News: Hilfe für Selen-kontaminierte Böden in Sicht
In hohen Konzentrationen ist Selen extrem toxisch und karzinogen. Beim Menschen kann die Aufnahme von bereits 3000 µg Selen pro Tag zu Leberzirrhose, Haarausfall (Schädigung der Haarfollikelzellen) und Herzmuskelschwäche führen. Der Tod wilder Vögel durch Vergiftung im Kesterson Reservoir im San Joaquin Valley in den frühen achtziger Jahren wurde auf Selen im Bewässerungswasser zurückgeführt. Dieser Vorfall demonstrierte auf eindrucksvolle Weise, wie intensive landwirtschaftliche Nutzung zur Akkumulation von hohen und potentiell tödlichen Konzentrationen von Selen und anderen Spurenmineralen in Böden und Sedimenten führen kann.
Die „Selbstreinigung“ Selen-kontaminierter Böden wurde lange in direktem Zusammenhang mit mikrobieller Aktivität gesehen. Je nach Art und Intensität der mikrobiellen Aktivität wird das lösliche, chemisch aktive Selen zu elementarem Selen reduziert. Elementares Selen ist wasserunlöslich, und somit ist die Gefahr, daß es aus dem Boden in die Nahrungskette oder ins Grundwasser gelangt, weitaus geringer.
Eine Laborstudie unter der Leitung von Satish Myneni vom Berkeley Lab's Earth Sciences Division zeigte jetzt, daß die grünen Eisenoxide denselben Effekt haben wie die Mikroorganismen: Sie reduzieren das lösliche Selen. „Wir haben gezeigt, daß in Sedimenten und Böden eine Selen-Umwandlung ohne Bakterien über einen anderen Mechanismus stattfinden kann“, sagt Myneni.

+===+

> GESTELLTE AUFGABE
Schreiben Sie den Text über Selen-kontaminierte Böden im Anschluss an seinen letzten Satz weiter. Die nachstehende Auflistung hat mit dem Text über Selen-kontaminierte Böden nichts zu tun.

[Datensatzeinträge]
+===+

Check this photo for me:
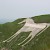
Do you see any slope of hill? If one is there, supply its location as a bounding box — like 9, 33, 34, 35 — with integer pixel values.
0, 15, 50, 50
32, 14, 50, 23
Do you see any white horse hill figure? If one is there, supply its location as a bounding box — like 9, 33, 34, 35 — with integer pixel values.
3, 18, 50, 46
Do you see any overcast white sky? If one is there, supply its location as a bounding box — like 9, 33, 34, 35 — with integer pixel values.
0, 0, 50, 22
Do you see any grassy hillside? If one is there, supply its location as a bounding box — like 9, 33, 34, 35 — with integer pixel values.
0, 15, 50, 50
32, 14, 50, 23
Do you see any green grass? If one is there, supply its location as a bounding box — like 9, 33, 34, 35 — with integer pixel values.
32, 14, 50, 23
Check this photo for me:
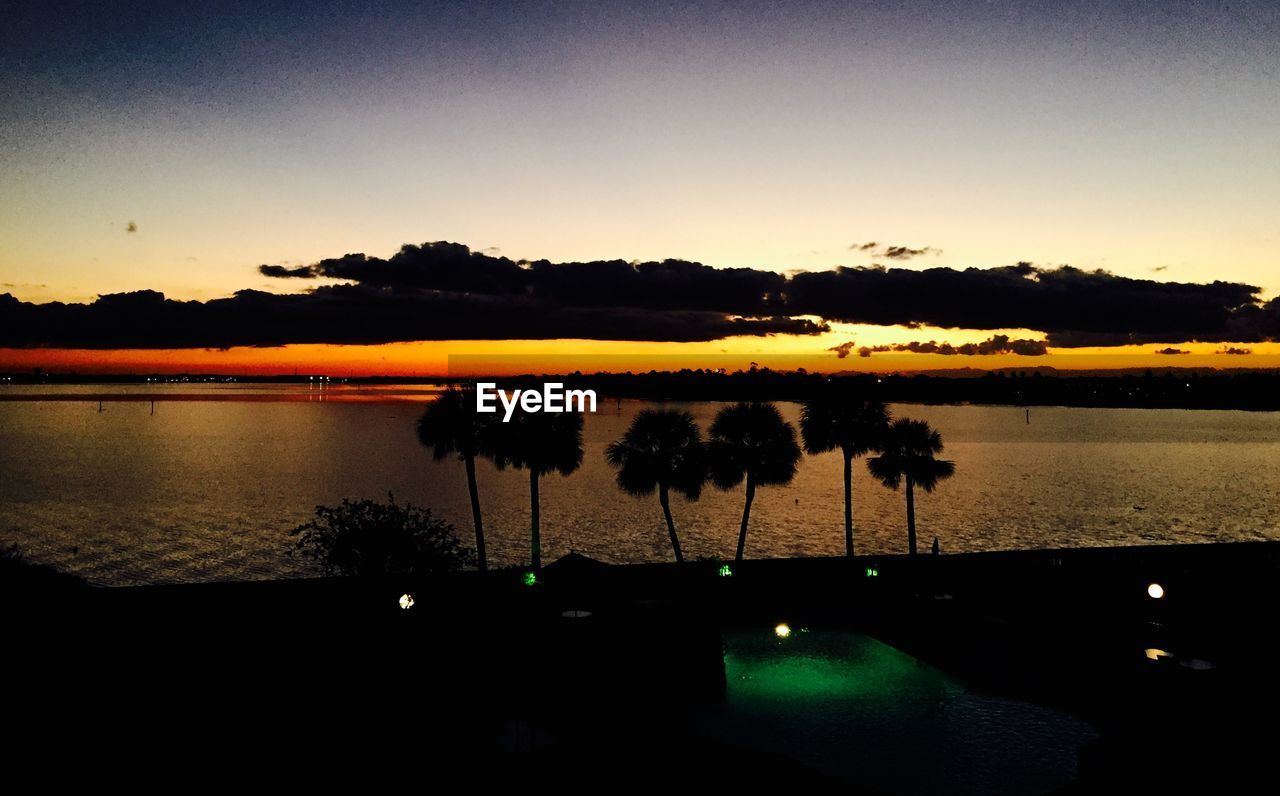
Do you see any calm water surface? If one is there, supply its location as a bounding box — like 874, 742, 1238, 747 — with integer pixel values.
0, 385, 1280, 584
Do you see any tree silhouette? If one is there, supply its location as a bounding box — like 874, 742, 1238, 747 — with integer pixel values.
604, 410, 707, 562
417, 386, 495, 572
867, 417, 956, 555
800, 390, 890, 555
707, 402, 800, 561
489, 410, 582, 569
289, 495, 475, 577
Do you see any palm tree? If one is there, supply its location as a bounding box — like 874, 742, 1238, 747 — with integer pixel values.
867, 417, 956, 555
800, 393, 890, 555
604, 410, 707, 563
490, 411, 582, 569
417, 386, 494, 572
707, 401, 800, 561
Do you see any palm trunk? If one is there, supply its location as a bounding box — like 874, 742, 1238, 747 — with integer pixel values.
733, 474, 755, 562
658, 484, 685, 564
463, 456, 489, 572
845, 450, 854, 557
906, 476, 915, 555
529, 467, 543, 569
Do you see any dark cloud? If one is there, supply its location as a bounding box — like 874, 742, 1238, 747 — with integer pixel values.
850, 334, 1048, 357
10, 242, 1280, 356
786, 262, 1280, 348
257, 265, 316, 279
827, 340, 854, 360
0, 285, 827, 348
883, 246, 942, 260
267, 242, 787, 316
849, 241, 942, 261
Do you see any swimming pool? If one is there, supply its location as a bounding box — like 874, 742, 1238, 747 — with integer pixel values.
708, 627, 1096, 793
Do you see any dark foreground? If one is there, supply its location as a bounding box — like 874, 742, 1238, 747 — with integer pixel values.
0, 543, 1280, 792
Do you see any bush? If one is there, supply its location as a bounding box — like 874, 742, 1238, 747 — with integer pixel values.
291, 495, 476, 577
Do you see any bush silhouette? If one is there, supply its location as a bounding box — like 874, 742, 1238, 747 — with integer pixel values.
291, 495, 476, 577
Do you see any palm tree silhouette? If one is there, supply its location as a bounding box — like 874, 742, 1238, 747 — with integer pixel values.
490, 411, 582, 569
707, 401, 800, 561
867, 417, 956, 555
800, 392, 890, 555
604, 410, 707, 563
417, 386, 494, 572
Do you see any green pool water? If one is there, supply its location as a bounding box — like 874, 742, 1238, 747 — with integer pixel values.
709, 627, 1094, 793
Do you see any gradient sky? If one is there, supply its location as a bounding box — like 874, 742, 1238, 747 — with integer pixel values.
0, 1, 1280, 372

+===+

> DIE ANTWORT
An der Studie mitgearbeitet haben Tetsu Tokunaga, ebenfalls vom Berkeley Lab's Earth Sciences Division, und Gordon Brown Jr., vom Stanford Synchrotron Radiation Laboratory (SSRL).
Myneni und seine Kollegen schlagen zwar keine Sanierungsmaßnahmen für Selen-kontaminierte Böden auf der Basis grüner Eisenoxide vor; künftige Säuberungsaktionen und Maßnahmen für den Umweltschutz hängen jedoch von einem gründlichen Verständnis der zugrundeliegenden chemischen Vorgänge und geochemischen Kreisläufe ab. Darüber hinaus gelten die Umwandlungsreaktionen durch diese Eisenoxide, wie sie für Selen nachgewiesen wurden, auch für andere Bodenverunreinigungen wie Chrom und Chlorkohlenwasserstoffe.
Ein Schlüssel für ihre Erkenntnisse war, daß die Selen-Umwandlungsreaktionen unter Sauerstoffmangel stattfinden, der beispielsweise im Sediment eines Sees vorherrscht. In diesem Milieu bilden sich auch die grünen Eisenoxide. Myneni und seine Kollegen sind nun dabei, Boden- und Sedimentproben zu analysieren, die an Selen-kontaminierten Orten genommen wurden, um die Existenz der grünen Eisenverbindungen nachzuweisen.